▶ **WHAT THIS EXERCISE ASKS**:
1. According to the grid computing notes, which Globus Toolkit version should be run for production services today?
2. Carry on the grid computing notes from the point where they stop.

17) Are there any automatic methods?

There is no “grid in a box.” The NMI toolkit is a good place to start.

Choosing the Globus API (2, 3, or 4) is a big question. (See below)

Implementing a Metascheduler: Rudimentary scheduling, like round-robin, isn’t too difficult if you have some sort of access control.

· CSF: Community Scheduler Framework

· VGRS (VeriSign Global Registry Services)

· LSF has a multi-cluster solution, but it is very expensive

Globus Toolkit Review:

· Pre “web services” components are pretty safe and stable. 2.4 is the most stable for infrastructure.

· Those looking for things like grid applications have gone with 3.0. There is concern about 4.0 which is using WSRF (delayed until April.) If 4.0 is not rock solid, the results (difficulties?) will be dramatic.

· Today, for production services, run 2.4 (or some 2.x.) Run 3.9.4 if you want to play with the WSRF beta. (Comments that it crashes a lot?)

Other grid toolkits:

· .net: OSGI is going away

· WSRF <missed those comments>

· SRM/SRB: Jefferson Lab

· Unicore: Grid toolkit developed in Europe

Phil (MCNC) mentioned that they wrote an initial “kick start” guide for an enterprise grid. He listed a diagram:

18) Should we ask SURA to host a mailing list on building grids?

If interested, let Mary Fran know ()

19) Afterthoughts from the facilitator (Phil Emer/MCNC)

▶ **RECORD LIST**:
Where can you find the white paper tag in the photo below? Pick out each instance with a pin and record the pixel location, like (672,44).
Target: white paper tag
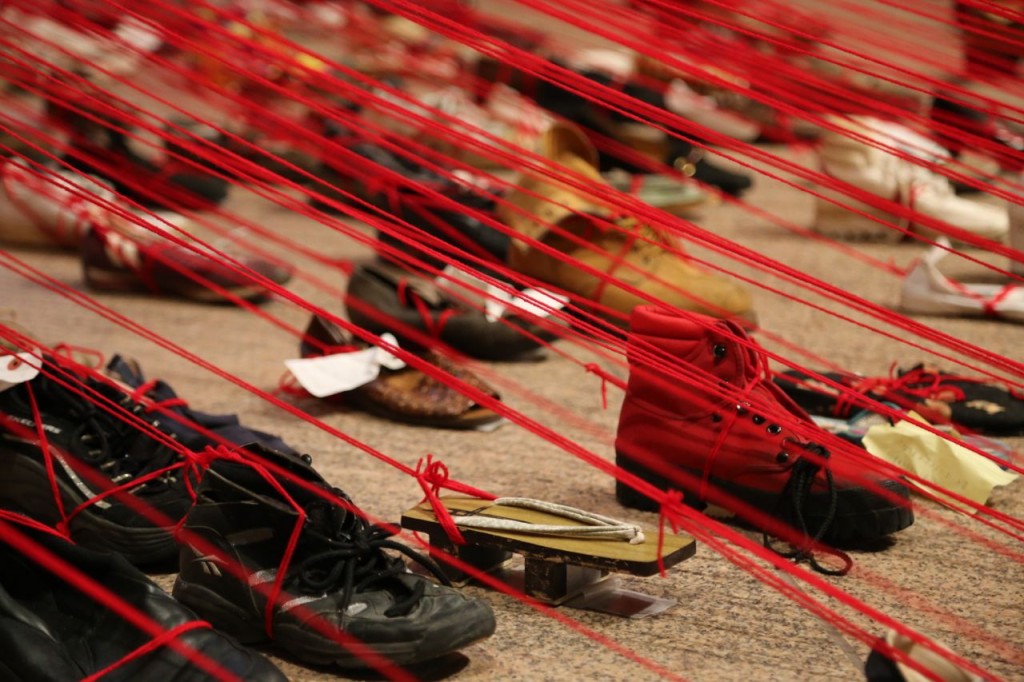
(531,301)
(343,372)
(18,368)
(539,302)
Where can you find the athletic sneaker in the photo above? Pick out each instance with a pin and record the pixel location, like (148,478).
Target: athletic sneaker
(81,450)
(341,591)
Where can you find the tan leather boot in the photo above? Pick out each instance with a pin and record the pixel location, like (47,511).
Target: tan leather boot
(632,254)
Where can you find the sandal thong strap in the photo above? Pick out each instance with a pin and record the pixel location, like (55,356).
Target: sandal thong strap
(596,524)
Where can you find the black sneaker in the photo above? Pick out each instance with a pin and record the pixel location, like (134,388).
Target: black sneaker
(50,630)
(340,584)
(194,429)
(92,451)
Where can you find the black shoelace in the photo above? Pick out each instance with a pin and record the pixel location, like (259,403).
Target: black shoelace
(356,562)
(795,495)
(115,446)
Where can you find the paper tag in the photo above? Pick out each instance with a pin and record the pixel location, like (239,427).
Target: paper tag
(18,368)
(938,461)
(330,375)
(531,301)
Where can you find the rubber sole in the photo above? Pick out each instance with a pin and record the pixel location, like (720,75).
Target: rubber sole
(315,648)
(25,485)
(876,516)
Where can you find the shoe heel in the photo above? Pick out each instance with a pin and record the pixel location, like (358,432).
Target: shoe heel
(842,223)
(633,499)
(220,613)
==
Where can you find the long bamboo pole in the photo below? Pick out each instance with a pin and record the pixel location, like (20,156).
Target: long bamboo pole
---
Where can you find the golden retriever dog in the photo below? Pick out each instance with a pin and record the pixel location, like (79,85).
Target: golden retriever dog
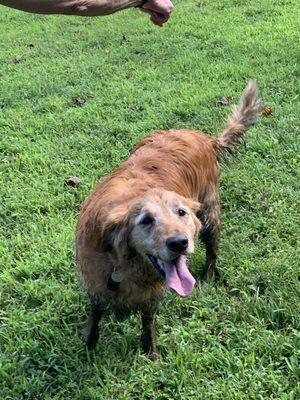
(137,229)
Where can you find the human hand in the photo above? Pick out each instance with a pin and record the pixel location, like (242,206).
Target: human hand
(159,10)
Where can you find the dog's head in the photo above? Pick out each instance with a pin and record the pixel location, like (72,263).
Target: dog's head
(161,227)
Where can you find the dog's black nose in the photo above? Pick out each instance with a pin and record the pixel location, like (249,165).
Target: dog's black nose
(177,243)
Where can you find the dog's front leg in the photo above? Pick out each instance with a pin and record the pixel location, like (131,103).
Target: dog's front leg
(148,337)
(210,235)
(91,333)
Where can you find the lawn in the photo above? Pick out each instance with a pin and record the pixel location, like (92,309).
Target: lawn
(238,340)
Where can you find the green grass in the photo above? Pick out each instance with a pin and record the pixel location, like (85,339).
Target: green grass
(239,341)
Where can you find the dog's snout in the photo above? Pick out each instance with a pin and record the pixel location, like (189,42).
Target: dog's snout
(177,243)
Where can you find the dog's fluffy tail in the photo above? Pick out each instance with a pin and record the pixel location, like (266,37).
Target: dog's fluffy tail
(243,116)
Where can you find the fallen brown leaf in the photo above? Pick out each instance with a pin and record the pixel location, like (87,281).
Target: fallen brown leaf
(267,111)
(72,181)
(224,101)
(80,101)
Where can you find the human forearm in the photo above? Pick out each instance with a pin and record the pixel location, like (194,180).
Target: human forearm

▶ **FINAL RESULTS**:
1. Version 2.4, or some other 2.x release.

2.
I think that these notes do a great job of capturing the flow of the conversation and the types of questions that were on the table (nice, Mary!). I am not quite sure what to do with these notes though…some workshops are probably in order…My gut feeling based on listening to the types of questions folks were asking is that this is what people want/need to do vis-à-vis building grids:

a) Provide "elegant" access to centralized HPC resources. So grid as a front end access method to HPC resources. At MCNC we call this the enterprise grid. Several attendees mentioned wanting to provide such an interface to a collection of heterogeneous resources (though in most cases the resources were not distributed). You don't really need grid to do this as you can apply DRM's like LSF and grid engine. Adding a grid interface here allows applications and users to access the resources in a more transparent and potentially cross-domain kind of way. IMO adding the grid access method makes access to high throughput computing accessible to folks that are not traditional command-line driven scientists.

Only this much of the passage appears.